**DOCUMENT EXCERPT**
Koistinen became interested in Canetti’s book Crowds and Power (Masse und Macht), in which Canetti writes about the fear of touching the unknown and maintains that only as a member of a crowd can a human being become free of his phobia of touching. Canetti’s observations strike a painful chord in the current world of social distancing.
Canetti writes: “For just as suddenly as it originates, the crowd disintegrates. In its spontaneous form it is a sensitive thing.”
You could say the same thing about Koistinen’s work One Next to Me, which unites on stage sixteen or seventeen dance professionals and amateurs of different ages. The premier of One Next to Me took place at Uferstudios in Berlin in January 2019.
“I already started studying Canetti and the nature of the crowd while teaching at SEAD at Salzburg. In March 2018, when over there, I created a work called Lachrimae, which was like a preliminary version of One Next to Me. I did a lot of research into an individual’s reactions in a crowd situation, into how one’s own behaviour in the crowd may suddenly become totally different and something unlike one’s behaviour as an individual. And I looked into the strength of the power exerted by the crowd,” Milla Koistinen explains.

One next to me © Ladislav Zajac
For One Next to Me, Milla Koistinen chose two forces, tenderness and violence, together with Synne Behrndt, a dramaturgist. “Tenderness and violence are present throughout. In the production, the boundary between them is highly volatile in the movement material and in people’s actions. The forces can also appear together, and they don’t cancel each other out. The situation can change quickly.”

[Image object location entries]
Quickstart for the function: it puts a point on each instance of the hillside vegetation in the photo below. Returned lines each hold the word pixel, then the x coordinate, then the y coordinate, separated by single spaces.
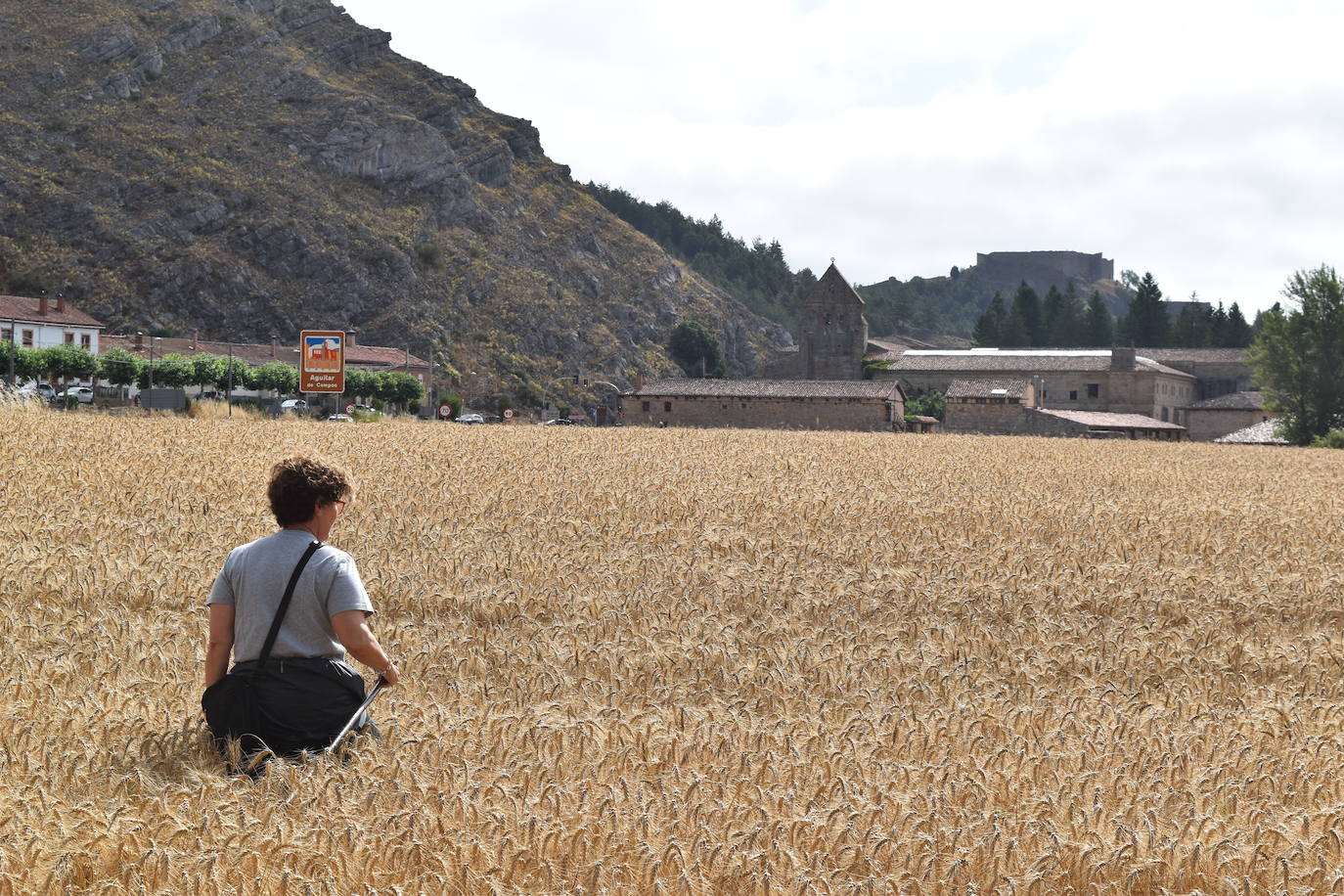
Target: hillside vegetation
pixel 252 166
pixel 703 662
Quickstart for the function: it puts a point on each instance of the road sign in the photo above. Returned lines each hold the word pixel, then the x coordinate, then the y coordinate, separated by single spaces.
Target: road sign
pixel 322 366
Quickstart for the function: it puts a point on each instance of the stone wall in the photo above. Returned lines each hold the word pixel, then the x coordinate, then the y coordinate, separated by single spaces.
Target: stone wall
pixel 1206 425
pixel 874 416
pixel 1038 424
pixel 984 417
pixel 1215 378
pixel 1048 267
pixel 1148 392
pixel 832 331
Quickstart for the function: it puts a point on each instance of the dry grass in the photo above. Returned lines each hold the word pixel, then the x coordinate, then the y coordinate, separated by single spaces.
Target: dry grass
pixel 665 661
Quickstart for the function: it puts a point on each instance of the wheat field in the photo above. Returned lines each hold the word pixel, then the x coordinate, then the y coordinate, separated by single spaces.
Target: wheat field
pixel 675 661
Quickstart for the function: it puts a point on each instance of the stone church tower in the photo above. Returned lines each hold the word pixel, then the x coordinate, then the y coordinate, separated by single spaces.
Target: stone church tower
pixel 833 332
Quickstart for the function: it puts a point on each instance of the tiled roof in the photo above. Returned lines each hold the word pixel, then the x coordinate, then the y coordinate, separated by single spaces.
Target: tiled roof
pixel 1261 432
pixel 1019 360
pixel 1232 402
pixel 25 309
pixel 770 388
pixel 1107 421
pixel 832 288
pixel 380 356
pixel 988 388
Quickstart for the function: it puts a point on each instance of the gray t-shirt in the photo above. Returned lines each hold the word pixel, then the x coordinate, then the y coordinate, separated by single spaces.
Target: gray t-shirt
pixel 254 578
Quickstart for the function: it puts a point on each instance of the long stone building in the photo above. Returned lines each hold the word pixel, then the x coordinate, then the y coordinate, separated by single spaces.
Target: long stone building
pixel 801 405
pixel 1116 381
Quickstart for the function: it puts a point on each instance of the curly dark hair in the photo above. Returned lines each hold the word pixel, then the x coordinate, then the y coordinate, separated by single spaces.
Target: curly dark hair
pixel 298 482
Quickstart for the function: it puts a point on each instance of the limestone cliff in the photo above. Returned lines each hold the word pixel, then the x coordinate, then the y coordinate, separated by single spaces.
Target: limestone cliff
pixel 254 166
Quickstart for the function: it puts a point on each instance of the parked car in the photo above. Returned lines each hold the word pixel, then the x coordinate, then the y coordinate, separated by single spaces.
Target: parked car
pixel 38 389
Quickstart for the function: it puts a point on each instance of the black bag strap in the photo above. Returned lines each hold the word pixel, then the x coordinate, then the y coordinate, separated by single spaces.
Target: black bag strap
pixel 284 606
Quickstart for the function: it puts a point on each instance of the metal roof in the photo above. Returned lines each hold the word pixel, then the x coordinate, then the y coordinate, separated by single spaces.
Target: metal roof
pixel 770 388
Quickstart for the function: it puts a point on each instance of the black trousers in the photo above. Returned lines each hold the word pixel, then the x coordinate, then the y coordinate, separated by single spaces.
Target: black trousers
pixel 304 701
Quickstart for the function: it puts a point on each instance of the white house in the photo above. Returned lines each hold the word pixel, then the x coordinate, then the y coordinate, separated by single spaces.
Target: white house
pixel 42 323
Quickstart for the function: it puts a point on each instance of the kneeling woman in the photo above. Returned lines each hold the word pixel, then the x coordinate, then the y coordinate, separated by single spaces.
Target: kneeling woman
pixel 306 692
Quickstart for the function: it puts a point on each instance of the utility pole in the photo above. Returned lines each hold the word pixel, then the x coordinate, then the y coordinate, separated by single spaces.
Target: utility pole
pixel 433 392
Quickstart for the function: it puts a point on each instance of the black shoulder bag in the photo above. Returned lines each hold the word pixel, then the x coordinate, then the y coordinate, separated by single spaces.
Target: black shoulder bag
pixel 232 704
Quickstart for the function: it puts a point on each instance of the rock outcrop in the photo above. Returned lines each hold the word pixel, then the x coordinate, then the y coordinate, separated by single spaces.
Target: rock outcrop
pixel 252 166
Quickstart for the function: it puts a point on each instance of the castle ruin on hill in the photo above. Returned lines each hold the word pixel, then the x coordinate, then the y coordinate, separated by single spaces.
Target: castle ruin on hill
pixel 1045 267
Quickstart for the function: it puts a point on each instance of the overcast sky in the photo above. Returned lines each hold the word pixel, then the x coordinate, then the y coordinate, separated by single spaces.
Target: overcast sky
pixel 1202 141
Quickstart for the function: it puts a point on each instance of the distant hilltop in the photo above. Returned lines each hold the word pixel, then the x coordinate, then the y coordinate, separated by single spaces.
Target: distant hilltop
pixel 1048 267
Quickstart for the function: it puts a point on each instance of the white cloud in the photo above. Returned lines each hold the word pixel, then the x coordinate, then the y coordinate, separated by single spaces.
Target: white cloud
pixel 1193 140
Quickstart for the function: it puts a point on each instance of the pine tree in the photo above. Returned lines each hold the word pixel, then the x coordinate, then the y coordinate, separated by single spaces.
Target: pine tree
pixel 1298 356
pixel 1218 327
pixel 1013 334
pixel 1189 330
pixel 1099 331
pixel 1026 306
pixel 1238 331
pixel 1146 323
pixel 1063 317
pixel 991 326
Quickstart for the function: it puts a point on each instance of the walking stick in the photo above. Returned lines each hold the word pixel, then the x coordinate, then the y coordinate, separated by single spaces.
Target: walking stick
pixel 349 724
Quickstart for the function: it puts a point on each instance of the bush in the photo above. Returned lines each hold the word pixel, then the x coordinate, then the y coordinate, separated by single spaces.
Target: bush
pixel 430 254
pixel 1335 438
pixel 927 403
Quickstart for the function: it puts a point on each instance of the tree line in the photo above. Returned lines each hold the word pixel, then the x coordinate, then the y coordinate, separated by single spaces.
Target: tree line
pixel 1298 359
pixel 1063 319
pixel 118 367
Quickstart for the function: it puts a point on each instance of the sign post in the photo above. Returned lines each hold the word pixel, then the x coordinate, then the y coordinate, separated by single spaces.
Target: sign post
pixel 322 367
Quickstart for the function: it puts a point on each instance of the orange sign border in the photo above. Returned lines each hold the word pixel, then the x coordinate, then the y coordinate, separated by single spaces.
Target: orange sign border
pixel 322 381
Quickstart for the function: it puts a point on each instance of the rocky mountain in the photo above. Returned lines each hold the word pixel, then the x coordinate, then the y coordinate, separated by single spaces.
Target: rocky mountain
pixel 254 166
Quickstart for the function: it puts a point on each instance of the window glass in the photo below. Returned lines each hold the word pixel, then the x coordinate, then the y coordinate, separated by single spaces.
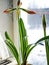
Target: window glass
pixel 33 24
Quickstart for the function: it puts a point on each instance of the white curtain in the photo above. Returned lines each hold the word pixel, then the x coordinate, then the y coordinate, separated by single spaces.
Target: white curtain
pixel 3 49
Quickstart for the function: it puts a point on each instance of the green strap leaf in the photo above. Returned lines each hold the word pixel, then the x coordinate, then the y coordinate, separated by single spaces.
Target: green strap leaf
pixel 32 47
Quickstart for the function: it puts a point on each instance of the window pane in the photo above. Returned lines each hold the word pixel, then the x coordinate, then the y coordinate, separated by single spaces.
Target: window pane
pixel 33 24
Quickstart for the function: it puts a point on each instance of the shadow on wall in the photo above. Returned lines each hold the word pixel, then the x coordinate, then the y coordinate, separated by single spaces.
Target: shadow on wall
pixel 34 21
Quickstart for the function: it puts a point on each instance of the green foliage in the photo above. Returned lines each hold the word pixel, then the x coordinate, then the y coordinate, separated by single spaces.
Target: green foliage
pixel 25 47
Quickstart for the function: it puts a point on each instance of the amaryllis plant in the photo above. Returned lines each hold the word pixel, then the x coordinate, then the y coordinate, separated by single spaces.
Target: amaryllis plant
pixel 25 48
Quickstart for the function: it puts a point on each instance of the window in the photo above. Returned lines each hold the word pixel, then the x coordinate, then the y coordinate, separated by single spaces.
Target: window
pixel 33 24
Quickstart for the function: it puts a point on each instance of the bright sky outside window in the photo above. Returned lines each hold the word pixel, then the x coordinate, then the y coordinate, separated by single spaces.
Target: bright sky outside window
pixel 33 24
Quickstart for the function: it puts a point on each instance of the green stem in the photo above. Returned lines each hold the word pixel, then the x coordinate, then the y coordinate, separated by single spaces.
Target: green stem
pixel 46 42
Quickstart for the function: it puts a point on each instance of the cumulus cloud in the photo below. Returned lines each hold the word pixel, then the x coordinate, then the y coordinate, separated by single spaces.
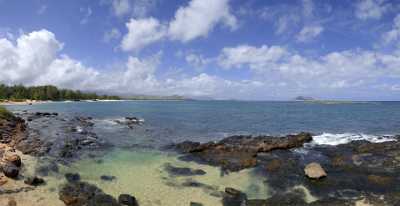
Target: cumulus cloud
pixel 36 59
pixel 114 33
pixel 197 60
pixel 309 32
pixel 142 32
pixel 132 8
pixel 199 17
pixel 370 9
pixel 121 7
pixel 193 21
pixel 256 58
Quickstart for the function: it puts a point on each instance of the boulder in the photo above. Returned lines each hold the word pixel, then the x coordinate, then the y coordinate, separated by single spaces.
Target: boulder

**EXERCISE INSTRUCTIONS**
**a)** Edit the excerpt on One Next to Me by rewriting it from "Koistinen became interested" up to and including "in January 2019.", with "amateurs" replaced by "hobbyists".
**b)** According to the excerpt on One Next to Me, where and when did the work premiere?

**SOLUTIONS TO EACH TASK**
**a)**
Koistinen became interested in Canetti’s book Crowds and Power (Masse und Macht), in which Canetti writes about the fear of touching the unknown and maintains that only as a member of a crowd can a human being become free of his phobia of touching. Canetti’s observations strike a painful chord in the current world of social distancing.
Canetti writes: “For just as suddenly as it originates, the crowd disintegrates. In its spontaneous form it is a sensitive thing.”
You could say the same thing about Koistinen’s work One Next to Me, which unites on stage sixteen or seventeen dance professionals and hobbyists of different ages. The premier of One Next to Me took place at Uferstudios in Berlin in January 2019.

**b)** At Uferstudios in Berlin in January 2019.